**TEXTE À LIRE**
***

M. Valenciennes, en abordant cette partie du grand ouvrage qu’il poursuit avec une persévérance peut-être moins bien appréciée en France qu’à l’étranger, avait à vaincre des difficultés d’autant plus grandes, que, grace au zèle des ichtyologistes de tout pays, les collections du Muséum s’enrichissaient chaque jour d’espèces nouvelles. Heureusement ce naturaliste avait fait de nombreux voyages sur nos côtes ; il avait suivi les pêcheurs de harengs dans leurs courses parfois hasardeuses ; il avait étudié sur place tous les représentans européens de ce type, et avait trouvé dans la dentition des caractères tranchés. Appliquant aux espèces étrangères le résultat de ces observations, il avait reconnu qu’elles venaient naturellement se ranger dans un certain nombre de groupes, ayant presque tous pour chef de file une de nos espèces côtières. Dès-lors une classification naturelle devenait possible. La famille des clupes de Cuvier renfermait dix-neuf genres. Deux d’entre eux furent complétement écartés ; un troisième disparut comme fondé sur des caractères inexacts ; huit autres, rejetés dans le voisinage des brochets, formèrent cinq familles nouvelles. Ainsi réduite, la famille des clupéoïdes n’en renferme pas moins encore quatorze genres et cent trente espèces, la plupart entièrement nouvelles ou décrites avec détail pour la première fois.

***

**ITEMS EXTRAITS**
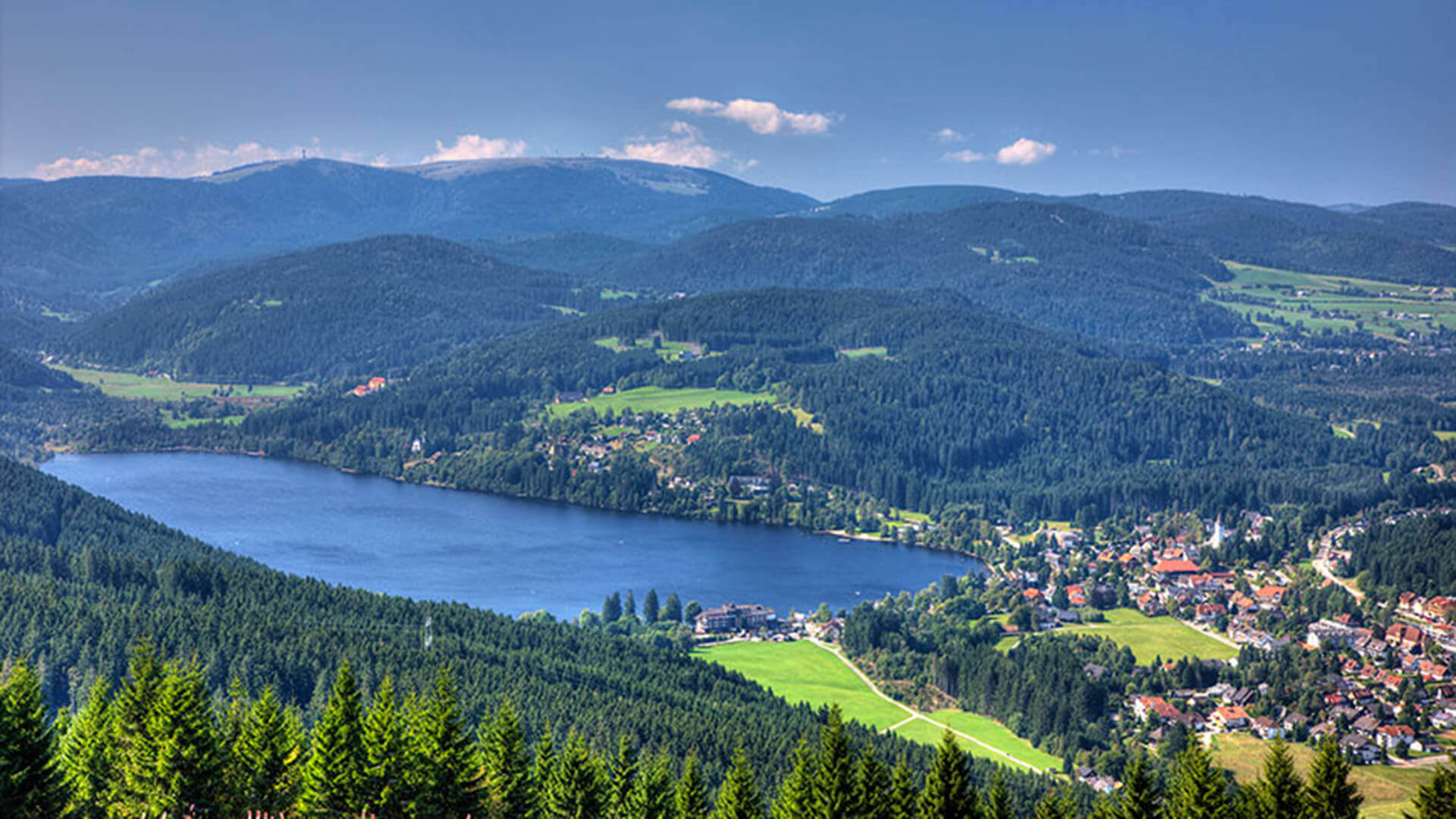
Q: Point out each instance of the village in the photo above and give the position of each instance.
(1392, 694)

***

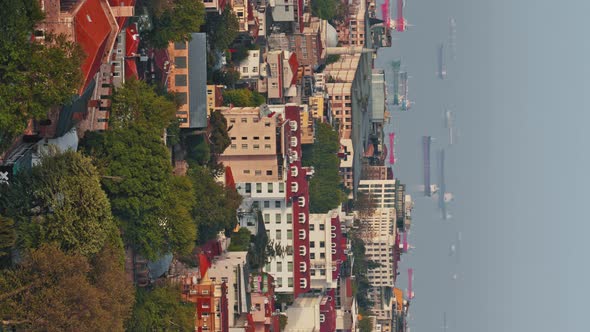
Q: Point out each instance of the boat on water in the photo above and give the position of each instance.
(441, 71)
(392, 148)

***

**CONSIGNE**
Recopiez intégralement le texte sur la classification des clupéoïdes, sans y changer un mot. Les items n'ont aucun rôle dans ce travail.

**CORRIGÉ**
M. Valenciennes, en abordant cette partie du grand ouvrage qu’il poursuit avec une persévérance peut-être moins bien appréciée en France qu’à l’étranger, avait à vaincre des difficultés d’autant plus grandes, que, grace au zèle des ichtyologistes de tout pays, les collections du Muséum s’enrichissaient chaque jour d’espèces nouvelles. Heureusement ce naturaliste avait fait de nombreux voyages sur nos côtes ; il avait suivi les pêcheurs de harengs dans leurs courses parfois hasardeuses ; il avait étudié sur place tous les représentans européens de ce type, et avait trouvé dans la dentition des caractères tranchés. Appliquant aux espèces étrangères le résultat de ces observations, il avait reconnu qu’elles venaient naturellement se ranger dans un certain nombre de groupes, ayant presque tous pour chef de file une de nos espèces côtières. Dès-lors une classification naturelle devenait possible. La famille des clupes de Cuvier renfermait dix-neuf genres. Deux d’entre eux furent complétement écartés ; un troisième disparut comme fondé sur des caractères inexacts ; huit autres, rejetés dans le voisinage des brochets, formèrent cinq familles nouvelles. Ainsi réduite, la famille des clupéoïdes n’en renferme pas moins encore quatorze genres et cent trente espèces, la plupart entièrement nouvelles ou décrites avec détail pour la première fois.